MINHA LISTA DE DESCONHECIDOS
Quando jovem, … (Quando mesmo que fui jovem? Quando deixei de ser jovem? Resta alguma jovialidade em mim?) Bem… Quando ainda imaginava ser jovem, eu enfrentava qualquer parada: serviço pesado, serviço difícil, festas, conflitos e campanhas eleitorais. Para muitos, fiz diferença, colaborei; para a maioria, fui paisagem, um rosto anônimo; para alguns, fui estorvo, um incomodador.
Como disse aquele monge ao completar 86 anos, comecei com a ilusão que poderia mudar o mundo e acabei mudando um pouco em mim mesmo.
Tive durante muito tempo a pretensão de elucidar dúvidas, desvendar mistérios, conquistar pessoas por convencimento e de manter relações amigáveis insistindo em explicações. Ah! Ajudar as pessoas no aprendizado do que eu considerava importante e que considerava seria muito importante para elas. Observava a forma como as pessoas dirigiam, criticava os desmatadores e os depravados, orientava os esbanjadores, me preocupava com os telhados dos vizinhos, ria dos ridículos, … Enfim: cuidava da vida alheia.
Aí, durante um desgosto mais amargo, tive a ideia de iniciar minha lista de desconhecidos. Quando uma pessoa de minha rede de relações se mostrava resistente ou incomodada com minhas opiniões, quando os parceiros sabotavam meus esforços, quando uma pessoa me traia, quando alguém me ofendia, … A lista cresceu, mesmo usando doses de benevolência e permitindo, em alguns casos, uma segunda chance.
Nessa minha lista de desconhecidos, coloquei arrogantes, brigões, vingativos, espertos, estúpidos, caloteiros, hipócritas, dissimulados e/ou fingidos. Reduzi contatos, deletei mágoas, evitei aborrecimentos, parei de querer mudar quem não quer mudar, deixei caídos os que me empurraram e economizei desprezos. Deixei de gastar minhas energias e de empatar o meu tempo com ex-conhecidos.
Para os ainda-por-conhecer, dedico parte da minha atenção, com precaução. Porém, quando encontro um desses desconhecidos contabilizados, concentro esforços em neutralidade planejada. Como diz a gíria: “passo reto”.
Há tempo, escrevi o poema “Menos amigos, mais amizade”, que procuro sempre reler, para me manter crítico e prosseguir no meu processo de enxugamento.

==========

● **Objetivo do exercício**
Reescreva como lista, de forma mais breve, o parágrafo do texto acima que começa com “Nessa minha lista de desconhecidos”. Mantenha seus fatos principais.

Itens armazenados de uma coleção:
==========

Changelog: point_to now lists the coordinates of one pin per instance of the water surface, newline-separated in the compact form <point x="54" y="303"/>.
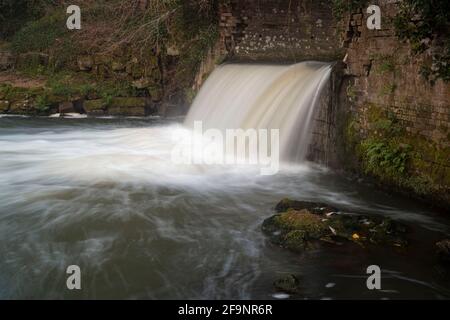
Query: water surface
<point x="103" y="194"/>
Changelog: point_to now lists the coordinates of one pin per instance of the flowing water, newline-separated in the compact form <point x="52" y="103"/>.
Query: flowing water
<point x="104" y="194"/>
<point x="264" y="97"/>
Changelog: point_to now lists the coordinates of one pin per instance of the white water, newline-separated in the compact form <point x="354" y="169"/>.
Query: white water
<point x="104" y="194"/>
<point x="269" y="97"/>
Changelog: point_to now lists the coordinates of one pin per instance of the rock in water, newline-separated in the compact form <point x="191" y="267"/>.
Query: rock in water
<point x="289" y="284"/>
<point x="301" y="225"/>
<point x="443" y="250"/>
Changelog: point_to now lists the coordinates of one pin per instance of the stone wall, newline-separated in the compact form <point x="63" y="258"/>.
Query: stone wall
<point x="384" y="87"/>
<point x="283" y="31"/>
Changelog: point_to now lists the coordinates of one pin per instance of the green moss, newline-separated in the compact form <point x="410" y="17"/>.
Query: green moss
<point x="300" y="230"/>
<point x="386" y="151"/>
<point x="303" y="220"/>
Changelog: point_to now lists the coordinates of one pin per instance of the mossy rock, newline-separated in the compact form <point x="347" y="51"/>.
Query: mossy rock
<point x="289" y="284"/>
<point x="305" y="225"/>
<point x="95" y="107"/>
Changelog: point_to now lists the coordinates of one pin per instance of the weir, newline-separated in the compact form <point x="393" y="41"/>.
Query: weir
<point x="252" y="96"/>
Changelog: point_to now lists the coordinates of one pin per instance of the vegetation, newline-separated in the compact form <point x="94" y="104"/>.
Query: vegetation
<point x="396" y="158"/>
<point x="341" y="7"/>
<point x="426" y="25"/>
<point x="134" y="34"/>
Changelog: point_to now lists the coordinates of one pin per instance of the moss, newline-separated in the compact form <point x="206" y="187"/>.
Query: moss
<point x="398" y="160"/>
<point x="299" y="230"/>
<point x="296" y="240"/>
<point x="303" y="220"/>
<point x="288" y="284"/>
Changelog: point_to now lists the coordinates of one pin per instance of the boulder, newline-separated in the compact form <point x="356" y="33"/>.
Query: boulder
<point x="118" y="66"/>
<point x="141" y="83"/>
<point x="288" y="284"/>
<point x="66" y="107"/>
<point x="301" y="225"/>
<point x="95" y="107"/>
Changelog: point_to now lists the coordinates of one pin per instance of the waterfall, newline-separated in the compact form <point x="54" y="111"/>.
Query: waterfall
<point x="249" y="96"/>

==========

● **Tarefa resolvida**
- Coloquei na lista arrogantes, brigões, vingativos, espertos, estúpidos, caloteiros, hipócritas, dissimulados e/ou fingidos.
- Reduzi contatos, deletei mágoas e evitei aborrecimentos.
- Parei de querer mudar quem não quer mudar.
- Deixei caídos os que me empurraram e economizei desprezos.
- Deixei de gastar energia e tempo com ex-conhecidos.